_Exercise goal:_ Please count, in the material below, each line containing "water", and report only the number.

_Records for this exercise:_

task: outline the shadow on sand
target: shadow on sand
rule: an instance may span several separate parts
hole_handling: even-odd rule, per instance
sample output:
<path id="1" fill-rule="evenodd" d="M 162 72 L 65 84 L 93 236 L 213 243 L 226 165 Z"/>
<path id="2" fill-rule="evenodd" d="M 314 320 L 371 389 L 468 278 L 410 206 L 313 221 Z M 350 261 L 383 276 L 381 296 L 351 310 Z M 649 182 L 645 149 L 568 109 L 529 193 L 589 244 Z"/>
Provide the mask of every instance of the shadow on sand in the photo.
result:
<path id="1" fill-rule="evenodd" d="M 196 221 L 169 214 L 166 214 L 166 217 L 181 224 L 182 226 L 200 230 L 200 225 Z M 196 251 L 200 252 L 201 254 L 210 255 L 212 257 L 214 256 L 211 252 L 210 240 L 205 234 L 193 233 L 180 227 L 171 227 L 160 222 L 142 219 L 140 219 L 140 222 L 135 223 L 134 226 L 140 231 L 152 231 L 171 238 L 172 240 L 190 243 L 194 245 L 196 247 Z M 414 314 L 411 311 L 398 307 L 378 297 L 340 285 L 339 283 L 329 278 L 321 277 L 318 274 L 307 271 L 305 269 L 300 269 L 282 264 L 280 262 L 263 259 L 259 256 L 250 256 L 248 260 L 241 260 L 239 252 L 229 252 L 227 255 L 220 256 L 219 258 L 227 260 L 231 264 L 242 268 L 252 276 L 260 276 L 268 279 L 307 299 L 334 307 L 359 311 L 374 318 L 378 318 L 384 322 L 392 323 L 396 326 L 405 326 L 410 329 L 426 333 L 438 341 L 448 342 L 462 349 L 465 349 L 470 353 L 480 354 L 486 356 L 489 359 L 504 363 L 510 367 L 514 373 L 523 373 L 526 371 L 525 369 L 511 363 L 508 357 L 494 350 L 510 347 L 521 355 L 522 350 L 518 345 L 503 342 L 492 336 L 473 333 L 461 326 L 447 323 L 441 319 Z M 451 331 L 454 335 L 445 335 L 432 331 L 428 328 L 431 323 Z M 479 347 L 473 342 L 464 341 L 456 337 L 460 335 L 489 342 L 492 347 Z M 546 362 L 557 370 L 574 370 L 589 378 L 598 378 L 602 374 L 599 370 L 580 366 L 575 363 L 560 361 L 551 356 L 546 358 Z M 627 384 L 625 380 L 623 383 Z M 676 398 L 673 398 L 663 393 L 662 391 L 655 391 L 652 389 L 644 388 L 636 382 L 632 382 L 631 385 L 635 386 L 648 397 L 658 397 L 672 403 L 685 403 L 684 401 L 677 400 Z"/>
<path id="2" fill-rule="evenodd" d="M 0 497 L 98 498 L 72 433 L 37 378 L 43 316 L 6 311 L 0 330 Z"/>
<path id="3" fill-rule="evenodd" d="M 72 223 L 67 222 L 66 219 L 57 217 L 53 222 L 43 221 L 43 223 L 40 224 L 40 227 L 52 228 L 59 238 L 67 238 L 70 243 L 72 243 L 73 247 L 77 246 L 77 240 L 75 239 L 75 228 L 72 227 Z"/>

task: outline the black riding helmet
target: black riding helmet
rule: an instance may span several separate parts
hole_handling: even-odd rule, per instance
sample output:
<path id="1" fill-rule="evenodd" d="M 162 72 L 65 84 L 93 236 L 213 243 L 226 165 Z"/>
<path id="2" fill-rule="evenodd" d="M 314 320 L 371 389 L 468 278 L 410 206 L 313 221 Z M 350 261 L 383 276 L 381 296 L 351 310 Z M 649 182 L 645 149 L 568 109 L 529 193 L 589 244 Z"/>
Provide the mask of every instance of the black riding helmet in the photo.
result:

==

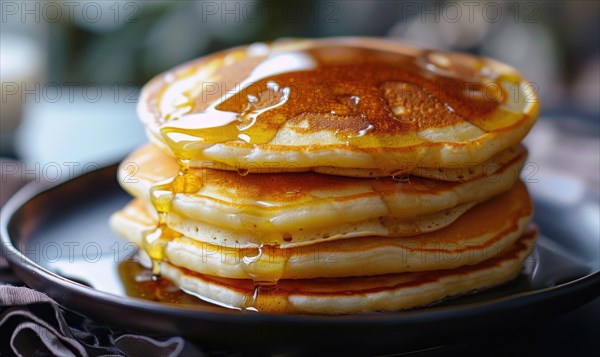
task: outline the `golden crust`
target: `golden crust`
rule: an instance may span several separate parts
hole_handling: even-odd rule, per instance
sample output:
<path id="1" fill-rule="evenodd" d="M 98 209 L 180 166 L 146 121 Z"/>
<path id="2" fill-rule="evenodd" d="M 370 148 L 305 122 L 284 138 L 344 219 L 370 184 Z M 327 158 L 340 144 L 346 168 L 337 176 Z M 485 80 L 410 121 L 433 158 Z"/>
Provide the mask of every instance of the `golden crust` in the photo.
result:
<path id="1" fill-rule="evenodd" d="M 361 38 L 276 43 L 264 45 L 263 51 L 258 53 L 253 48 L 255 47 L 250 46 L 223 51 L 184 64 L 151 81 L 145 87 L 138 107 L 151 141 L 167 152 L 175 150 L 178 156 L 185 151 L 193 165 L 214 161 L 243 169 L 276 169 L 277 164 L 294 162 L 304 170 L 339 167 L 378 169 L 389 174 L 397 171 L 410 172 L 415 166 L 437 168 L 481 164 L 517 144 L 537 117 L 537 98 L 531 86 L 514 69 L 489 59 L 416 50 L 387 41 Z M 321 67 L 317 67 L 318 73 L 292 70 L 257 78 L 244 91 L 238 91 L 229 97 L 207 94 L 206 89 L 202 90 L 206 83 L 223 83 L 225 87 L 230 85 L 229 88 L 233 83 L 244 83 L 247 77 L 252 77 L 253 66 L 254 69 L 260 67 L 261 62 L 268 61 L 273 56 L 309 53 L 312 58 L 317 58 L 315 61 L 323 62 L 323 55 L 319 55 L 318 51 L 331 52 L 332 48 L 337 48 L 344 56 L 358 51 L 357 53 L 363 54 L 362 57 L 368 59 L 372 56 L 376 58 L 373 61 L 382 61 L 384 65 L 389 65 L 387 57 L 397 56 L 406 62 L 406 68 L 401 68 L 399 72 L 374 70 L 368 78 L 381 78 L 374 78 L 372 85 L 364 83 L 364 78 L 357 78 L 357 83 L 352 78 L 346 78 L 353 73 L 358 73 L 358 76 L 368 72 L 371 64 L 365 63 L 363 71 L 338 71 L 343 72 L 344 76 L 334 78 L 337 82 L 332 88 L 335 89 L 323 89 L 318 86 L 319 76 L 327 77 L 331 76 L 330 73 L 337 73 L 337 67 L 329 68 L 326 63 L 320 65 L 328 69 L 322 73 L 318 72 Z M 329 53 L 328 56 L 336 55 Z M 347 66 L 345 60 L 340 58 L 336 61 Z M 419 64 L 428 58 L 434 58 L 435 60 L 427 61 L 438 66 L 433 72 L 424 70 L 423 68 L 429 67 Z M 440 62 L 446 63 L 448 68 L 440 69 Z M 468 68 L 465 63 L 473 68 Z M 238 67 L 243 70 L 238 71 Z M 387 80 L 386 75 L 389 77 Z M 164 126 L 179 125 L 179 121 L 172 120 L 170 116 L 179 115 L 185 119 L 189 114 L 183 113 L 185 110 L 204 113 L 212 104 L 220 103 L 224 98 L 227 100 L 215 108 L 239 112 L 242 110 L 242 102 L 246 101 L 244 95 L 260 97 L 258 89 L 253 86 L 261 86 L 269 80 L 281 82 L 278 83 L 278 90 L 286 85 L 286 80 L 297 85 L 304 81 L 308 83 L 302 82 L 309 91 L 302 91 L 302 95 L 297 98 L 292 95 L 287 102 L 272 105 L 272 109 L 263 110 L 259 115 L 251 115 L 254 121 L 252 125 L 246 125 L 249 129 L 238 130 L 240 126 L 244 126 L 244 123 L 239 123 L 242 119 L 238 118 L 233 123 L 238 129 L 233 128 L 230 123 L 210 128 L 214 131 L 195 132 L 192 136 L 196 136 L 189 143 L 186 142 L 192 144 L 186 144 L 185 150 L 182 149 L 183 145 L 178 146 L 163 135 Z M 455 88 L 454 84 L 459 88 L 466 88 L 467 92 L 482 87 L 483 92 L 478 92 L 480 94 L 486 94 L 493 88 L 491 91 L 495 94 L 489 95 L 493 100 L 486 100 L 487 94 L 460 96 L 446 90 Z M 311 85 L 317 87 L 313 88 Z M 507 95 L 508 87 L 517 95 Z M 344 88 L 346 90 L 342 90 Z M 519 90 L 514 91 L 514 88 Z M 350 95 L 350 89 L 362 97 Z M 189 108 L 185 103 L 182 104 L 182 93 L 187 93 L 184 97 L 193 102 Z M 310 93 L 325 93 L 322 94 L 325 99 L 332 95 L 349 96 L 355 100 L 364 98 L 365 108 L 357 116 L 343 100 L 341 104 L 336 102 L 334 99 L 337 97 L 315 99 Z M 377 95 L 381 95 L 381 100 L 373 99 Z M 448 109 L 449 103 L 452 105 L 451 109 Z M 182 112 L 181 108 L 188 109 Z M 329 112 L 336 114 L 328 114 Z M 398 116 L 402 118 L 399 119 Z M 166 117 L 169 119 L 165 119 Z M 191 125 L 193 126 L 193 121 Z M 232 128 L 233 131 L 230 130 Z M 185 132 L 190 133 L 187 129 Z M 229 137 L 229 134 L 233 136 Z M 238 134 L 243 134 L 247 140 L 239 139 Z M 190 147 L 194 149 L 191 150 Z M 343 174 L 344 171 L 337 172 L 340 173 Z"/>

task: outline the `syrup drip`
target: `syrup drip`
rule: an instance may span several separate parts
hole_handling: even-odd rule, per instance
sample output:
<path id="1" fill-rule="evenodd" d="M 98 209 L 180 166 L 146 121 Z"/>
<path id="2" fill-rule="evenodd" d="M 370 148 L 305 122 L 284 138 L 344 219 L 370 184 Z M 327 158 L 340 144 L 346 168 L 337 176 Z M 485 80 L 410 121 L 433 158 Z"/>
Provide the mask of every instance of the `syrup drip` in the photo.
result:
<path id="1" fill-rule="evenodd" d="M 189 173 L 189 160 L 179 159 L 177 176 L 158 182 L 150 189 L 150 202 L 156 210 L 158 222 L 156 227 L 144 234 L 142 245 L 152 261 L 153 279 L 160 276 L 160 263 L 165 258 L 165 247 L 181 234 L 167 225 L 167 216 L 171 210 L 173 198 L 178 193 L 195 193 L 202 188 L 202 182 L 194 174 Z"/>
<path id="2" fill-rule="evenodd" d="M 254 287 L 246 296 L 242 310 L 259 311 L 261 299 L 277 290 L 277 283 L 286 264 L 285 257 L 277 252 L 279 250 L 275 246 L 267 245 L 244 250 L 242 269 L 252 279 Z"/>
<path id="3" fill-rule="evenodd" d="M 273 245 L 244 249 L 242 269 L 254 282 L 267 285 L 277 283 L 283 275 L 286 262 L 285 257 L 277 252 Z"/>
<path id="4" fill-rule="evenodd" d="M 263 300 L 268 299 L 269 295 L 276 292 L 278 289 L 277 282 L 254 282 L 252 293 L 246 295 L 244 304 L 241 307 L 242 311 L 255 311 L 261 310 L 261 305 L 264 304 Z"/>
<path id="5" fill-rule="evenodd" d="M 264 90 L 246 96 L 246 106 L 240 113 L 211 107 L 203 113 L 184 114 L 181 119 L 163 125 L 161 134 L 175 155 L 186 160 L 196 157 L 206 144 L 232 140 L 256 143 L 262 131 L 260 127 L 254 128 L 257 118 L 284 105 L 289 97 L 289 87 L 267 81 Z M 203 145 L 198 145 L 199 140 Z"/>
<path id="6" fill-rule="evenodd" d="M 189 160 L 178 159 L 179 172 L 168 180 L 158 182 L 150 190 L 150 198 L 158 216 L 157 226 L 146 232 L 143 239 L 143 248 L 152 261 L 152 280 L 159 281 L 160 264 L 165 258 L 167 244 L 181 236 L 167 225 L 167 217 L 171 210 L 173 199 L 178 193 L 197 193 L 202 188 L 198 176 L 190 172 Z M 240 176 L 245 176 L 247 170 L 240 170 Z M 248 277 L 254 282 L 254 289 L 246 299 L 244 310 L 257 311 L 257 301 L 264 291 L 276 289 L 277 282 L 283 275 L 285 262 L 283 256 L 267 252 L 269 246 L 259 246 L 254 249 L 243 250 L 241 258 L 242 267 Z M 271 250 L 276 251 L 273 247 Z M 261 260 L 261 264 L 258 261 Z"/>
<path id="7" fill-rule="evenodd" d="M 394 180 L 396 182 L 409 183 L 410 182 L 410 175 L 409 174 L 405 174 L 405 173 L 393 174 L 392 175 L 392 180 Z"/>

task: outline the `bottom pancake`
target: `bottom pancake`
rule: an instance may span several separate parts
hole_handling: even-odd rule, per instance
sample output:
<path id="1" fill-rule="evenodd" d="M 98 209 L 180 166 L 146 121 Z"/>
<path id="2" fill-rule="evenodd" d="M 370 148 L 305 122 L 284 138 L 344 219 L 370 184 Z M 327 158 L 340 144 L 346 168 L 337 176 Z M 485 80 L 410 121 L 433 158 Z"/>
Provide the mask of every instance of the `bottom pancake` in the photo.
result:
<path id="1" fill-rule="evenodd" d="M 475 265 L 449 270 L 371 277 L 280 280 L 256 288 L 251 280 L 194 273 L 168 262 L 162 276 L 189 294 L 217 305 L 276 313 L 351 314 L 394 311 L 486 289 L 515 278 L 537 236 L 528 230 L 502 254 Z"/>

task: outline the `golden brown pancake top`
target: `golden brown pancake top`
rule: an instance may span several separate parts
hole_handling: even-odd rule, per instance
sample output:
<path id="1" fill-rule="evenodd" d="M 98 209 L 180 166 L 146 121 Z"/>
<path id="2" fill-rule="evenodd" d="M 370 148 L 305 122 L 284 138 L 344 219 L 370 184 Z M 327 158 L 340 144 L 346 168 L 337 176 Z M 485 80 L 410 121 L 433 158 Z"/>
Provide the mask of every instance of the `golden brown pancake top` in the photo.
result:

---

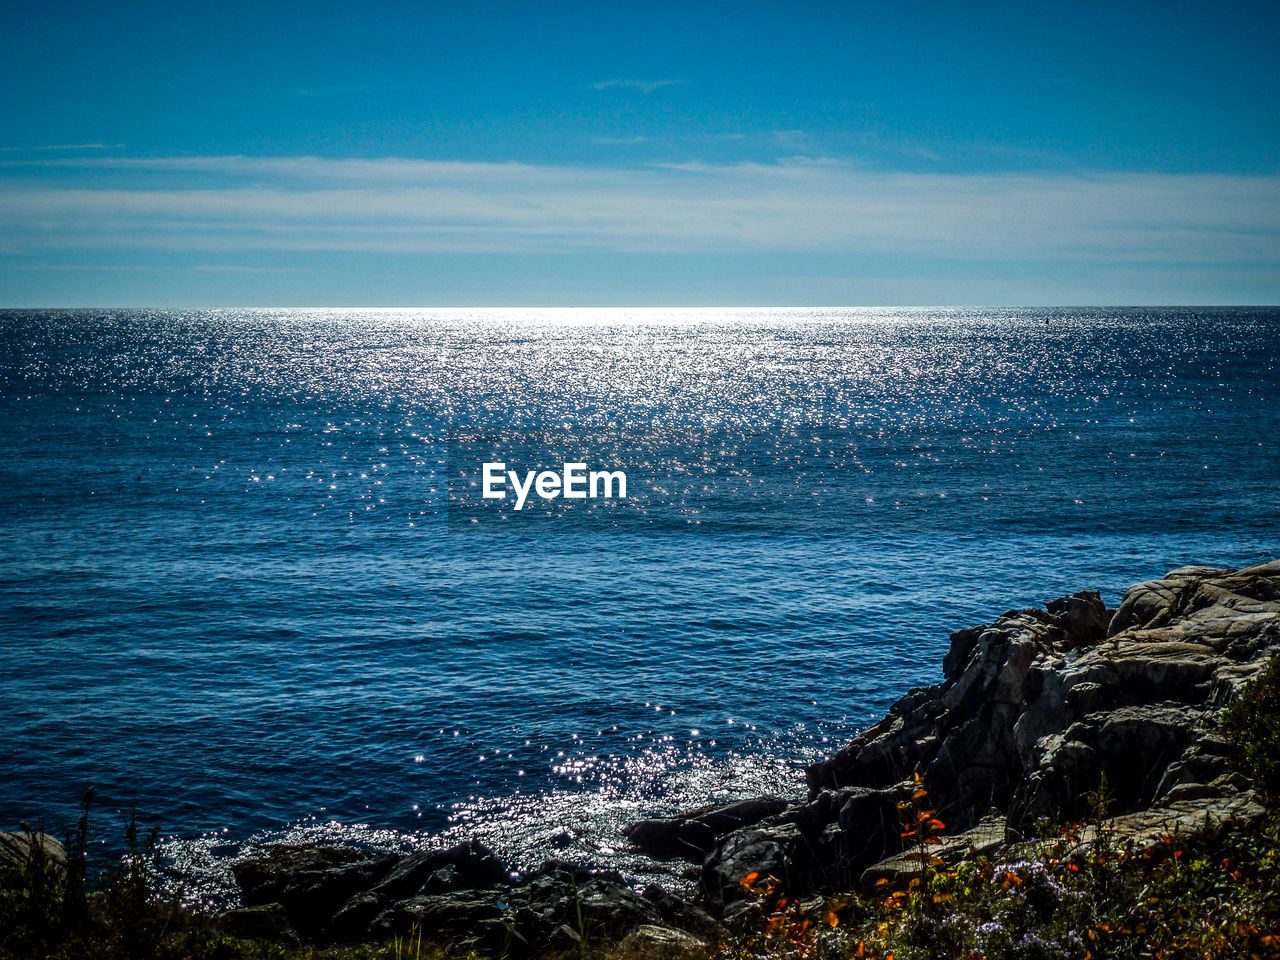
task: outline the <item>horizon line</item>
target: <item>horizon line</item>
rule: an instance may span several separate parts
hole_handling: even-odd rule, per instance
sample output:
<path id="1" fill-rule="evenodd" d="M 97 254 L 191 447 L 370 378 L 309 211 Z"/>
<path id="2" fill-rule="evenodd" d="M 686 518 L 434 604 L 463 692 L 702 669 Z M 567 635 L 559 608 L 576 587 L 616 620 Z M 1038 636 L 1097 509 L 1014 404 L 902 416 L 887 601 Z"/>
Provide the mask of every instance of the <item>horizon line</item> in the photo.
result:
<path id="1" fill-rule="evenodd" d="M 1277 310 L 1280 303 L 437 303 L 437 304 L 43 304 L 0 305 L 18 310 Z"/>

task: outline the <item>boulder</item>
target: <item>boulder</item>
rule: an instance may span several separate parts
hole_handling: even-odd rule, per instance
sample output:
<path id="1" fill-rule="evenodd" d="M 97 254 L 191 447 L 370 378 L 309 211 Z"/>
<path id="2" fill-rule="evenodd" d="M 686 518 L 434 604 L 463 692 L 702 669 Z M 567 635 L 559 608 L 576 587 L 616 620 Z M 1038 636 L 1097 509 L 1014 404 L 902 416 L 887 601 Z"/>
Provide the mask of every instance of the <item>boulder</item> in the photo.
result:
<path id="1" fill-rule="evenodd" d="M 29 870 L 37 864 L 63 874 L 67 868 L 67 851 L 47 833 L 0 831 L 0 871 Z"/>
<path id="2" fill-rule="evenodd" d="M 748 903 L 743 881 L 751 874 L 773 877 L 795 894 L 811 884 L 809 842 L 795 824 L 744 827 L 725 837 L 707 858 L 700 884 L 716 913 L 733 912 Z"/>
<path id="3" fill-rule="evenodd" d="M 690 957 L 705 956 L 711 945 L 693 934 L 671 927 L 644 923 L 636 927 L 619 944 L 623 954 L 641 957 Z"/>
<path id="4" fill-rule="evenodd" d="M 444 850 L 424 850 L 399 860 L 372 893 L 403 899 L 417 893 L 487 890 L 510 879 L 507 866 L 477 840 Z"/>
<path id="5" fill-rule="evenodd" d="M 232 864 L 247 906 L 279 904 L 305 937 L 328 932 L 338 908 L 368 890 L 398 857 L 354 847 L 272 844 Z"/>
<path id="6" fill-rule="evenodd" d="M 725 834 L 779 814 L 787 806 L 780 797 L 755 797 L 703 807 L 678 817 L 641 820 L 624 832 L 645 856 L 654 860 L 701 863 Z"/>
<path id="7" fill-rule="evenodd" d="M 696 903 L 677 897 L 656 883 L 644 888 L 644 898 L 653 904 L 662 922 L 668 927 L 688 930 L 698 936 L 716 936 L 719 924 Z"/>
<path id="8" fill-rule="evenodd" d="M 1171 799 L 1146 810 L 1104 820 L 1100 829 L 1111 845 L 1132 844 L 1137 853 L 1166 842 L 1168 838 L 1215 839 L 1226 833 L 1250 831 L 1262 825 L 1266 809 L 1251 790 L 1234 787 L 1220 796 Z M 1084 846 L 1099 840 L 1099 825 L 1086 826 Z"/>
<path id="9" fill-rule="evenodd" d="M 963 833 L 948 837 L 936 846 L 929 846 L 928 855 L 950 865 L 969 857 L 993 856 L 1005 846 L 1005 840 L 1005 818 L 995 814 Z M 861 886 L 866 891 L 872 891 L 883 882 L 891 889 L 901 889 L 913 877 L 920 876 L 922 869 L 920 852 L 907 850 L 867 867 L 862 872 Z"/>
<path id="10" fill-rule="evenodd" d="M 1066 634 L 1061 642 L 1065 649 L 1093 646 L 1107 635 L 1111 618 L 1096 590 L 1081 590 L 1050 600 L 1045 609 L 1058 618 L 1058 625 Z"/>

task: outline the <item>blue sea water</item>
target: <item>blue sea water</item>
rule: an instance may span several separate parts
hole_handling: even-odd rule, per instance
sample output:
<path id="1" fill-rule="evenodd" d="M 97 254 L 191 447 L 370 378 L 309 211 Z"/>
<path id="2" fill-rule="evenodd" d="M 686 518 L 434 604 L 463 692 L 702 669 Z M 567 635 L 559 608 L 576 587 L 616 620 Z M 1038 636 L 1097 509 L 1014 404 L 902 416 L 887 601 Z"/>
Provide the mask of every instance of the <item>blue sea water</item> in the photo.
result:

_Result of the exercise:_ 3